# [YOUR GOAL]
Reproduce exactly the line that contains "For each instance of the white cabinet, the" and all lines that follow it in the records below, ending with the last one.

# [Referring expression data]
■ ■ ■ ■ ■ ■ ■

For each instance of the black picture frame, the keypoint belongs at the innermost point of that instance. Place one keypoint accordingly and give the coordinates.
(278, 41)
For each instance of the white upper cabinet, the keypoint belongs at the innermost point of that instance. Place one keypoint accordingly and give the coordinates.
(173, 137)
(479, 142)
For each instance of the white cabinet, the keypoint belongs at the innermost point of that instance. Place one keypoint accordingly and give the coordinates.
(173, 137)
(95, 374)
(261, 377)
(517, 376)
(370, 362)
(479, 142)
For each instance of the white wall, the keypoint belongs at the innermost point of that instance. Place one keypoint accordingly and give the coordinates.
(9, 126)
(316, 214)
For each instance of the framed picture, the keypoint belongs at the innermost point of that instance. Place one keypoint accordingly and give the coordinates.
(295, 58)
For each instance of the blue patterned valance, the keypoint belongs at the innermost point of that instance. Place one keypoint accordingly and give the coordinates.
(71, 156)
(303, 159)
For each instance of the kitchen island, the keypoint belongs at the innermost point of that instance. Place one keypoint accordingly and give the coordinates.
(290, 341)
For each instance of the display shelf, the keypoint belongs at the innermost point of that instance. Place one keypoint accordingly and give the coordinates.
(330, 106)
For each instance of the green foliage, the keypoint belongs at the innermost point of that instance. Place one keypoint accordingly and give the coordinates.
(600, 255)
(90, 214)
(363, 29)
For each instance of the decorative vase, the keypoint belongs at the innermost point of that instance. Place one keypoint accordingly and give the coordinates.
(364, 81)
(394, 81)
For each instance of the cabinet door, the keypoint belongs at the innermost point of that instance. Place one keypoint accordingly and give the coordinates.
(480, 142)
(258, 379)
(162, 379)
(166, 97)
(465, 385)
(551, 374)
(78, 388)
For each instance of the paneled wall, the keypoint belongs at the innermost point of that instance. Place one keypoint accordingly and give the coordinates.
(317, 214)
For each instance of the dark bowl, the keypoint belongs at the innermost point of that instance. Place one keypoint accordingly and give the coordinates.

■ ■ ■ ■ ■ ■ ■

# [TASK OUTPUT]
For each instance of the white cabinet, the keypoint belongs at the innermost point of that instance. Place one keypoint accordingly and give the coordinates.
(173, 137)
(95, 374)
(261, 377)
(517, 376)
(370, 362)
(479, 142)
For each instance of the white wall, the keypoint belongs at the innermost point of that instance. Place one keypoint accordingly and give the coordinates.
(9, 126)
(316, 214)
For each instance of the framed picture, the keypoint belongs at the innermost point of that instance. Place one keypoint accordingly and give the coordinates.
(295, 58)
For each instance of the blue patterned valance, the keypoint belongs at the innermost point of that instance. Place one keypoint accordingly and give the coordinates.
(71, 156)
(303, 159)
For each instance of the kitchen island, the keypoint belongs at the innermost point of that instance. Place one keypoint accordingly and give the coordinates.
(290, 341)
For each instance of the display shelf, the keypoint belongs at the innermost point of that instance. Place one keypoint accordingly and give the coordinates.
(330, 106)
For each instance of the green foliage, the keypoint belongs at the innermost point of that instance. Place one keypoint accordingly and give the coordinates.
(600, 255)
(90, 214)
(363, 29)
For each instance of the decorative vase, the keypoint belongs at the innermost point of that instance. Place one keypoint accordingly and give the coordinates.
(364, 81)
(394, 81)
For each instance of the cabinet door, the keypoint belongs at the innermost point of that instance. Place one keypoint accordingly and give the coordinates.
(480, 142)
(258, 379)
(162, 379)
(166, 97)
(465, 385)
(551, 374)
(78, 388)
For each instance of the paneled wall, the keypoint belongs at the innermost point of that instance. Place one keypoint accordingly and give the coordinates.
(317, 214)
For each instance of the dark bowl, the keypoint belongs at the innermost point of that instance. Place one keypoint accordingly and give the coordinates.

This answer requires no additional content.